*EXERCISE:*
What is needed is the full set of records, word for word, with no pictures.

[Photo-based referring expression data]
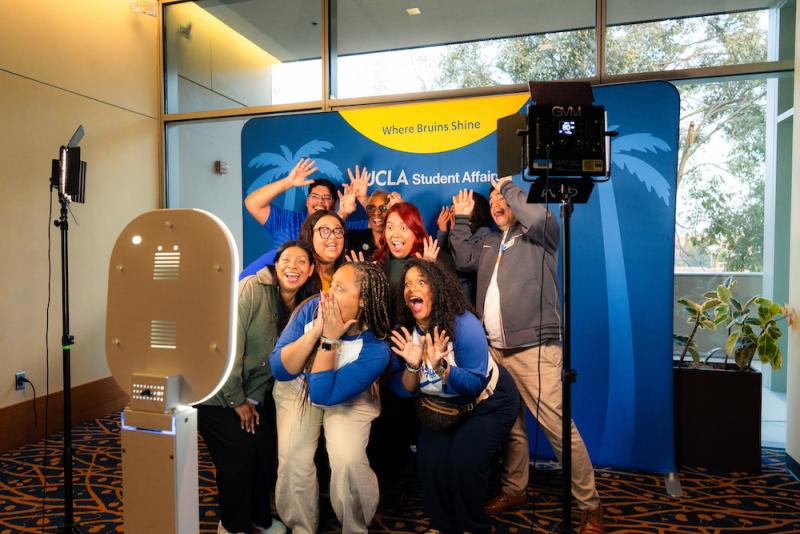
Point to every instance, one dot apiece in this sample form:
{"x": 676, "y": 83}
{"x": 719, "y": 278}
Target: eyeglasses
{"x": 325, "y": 232}
{"x": 371, "y": 208}
{"x": 317, "y": 196}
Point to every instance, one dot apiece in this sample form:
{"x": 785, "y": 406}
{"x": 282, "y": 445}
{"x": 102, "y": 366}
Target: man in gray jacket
{"x": 518, "y": 296}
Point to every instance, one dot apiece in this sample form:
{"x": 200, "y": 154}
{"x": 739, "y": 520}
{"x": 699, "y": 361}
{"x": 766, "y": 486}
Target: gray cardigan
{"x": 520, "y": 276}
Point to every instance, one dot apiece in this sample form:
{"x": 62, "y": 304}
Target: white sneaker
{"x": 275, "y": 528}
{"x": 222, "y": 530}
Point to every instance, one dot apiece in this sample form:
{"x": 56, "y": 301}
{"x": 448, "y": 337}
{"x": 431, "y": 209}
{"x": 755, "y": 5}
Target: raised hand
{"x": 430, "y": 250}
{"x": 394, "y": 198}
{"x": 355, "y": 256}
{"x": 497, "y": 183}
{"x": 333, "y": 326}
{"x": 436, "y": 347}
{"x": 298, "y": 177}
{"x": 463, "y": 202}
{"x": 347, "y": 201}
{"x": 358, "y": 183}
{"x": 403, "y": 345}
{"x": 444, "y": 219}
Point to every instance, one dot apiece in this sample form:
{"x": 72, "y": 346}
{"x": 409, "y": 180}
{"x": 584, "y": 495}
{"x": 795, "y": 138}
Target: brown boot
{"x": 503, "y": 501}
{"x": 592, "y": 521}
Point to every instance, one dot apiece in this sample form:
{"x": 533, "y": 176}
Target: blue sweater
{"x": 469, "y": 365}
{"x": 360, "y": 360}
{"x": 284, "y": 225}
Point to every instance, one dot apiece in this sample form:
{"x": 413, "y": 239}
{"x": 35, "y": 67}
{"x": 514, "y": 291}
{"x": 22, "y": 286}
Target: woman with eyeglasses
{"x": 326, "y": 362}
{"x": 238, "y": 423}
{"x": 324, "y": 231}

*RESPONSE:*
Point to every instance, one dot apiece in this sample form:
{"x": 676, "y": 83}
{"x": 719, "y": 278}
Target: eyeglasses
{"x": 325, "y": 232}
{"x": 371, "y": 208}
{"x": 317, "y": 196}
Point to every instance, one dot apiece in this sample form:
{"x": 785, "y": 406}
{"x": 282, "y": 445}
{"x": 102, "y": 366}
Target: man in gray jacket
{"x": 518, "y": 296}
Point to every instance, one dot apiece in this sample form:
{"x": 200, "y": 154}
{"x": 739, "y": 520}
{"x": 699, "y": 361}
{"x": 766, "y": 486}
Target: gray cardigan
{"x": 520, "y": 276}
Point to every instance, one dot apiece in this sample form:
{"x": 62, "y": 304}
Target: white sneaker
{"x": 275, "y": 528}
{"x": 222, "y": 530}
Point to every instance, one dot apiece in this sample form:
{"x": 56, "y": 301}
{"x": 448, "y": 337}
{"x": 431, "y": 209}
{"x": 755, "y": 5}
Target: raised hand
{"x": 430, "y": 250}
{"x": 394, "y": 198}
{"x": 355, "y": 256}
{"x": 497, "y": 183}
{"x": 333, "y": 326}
{"x": 436, "y": 347}
{"x": 298, "y": 177}
{"x": 463, "y": 202}
{"x": 347, "y": 201}
{"x": 358, "y": 183}
{"x": 403, "y": 345}
{"x": 444, "y": 219}
Point to every instance, one dot apiece in this sample form:
{"x": 72, "y": 346}
{"x": 409, "y": 180}
{"x": 584, "y": 495}
{"x": 795, "y": 138}
Target: brown boot
{"x": 503, "y": 501}
{"x": 592, "y": 521}
Point to every instance, one dot apiece in this sample form:
{"x": 533, "y": 176}
Target: blue sweater
{"x": 469, "y": 365}
{"x": 360, "y": 360}
{"x": 284, "y": 225}
Point to every instance, one dot apiece in this sample form:
{"x": 413, "y": 239}
{"x": 35, "y": 67}
{"x": 514, "y": 291}
{"x": 22, "y": 286}
Target: woman with eyeglasses
{"x": 326, "y": 362}
{"x": 238, "y": 423}
{"x": 324, "y": 231}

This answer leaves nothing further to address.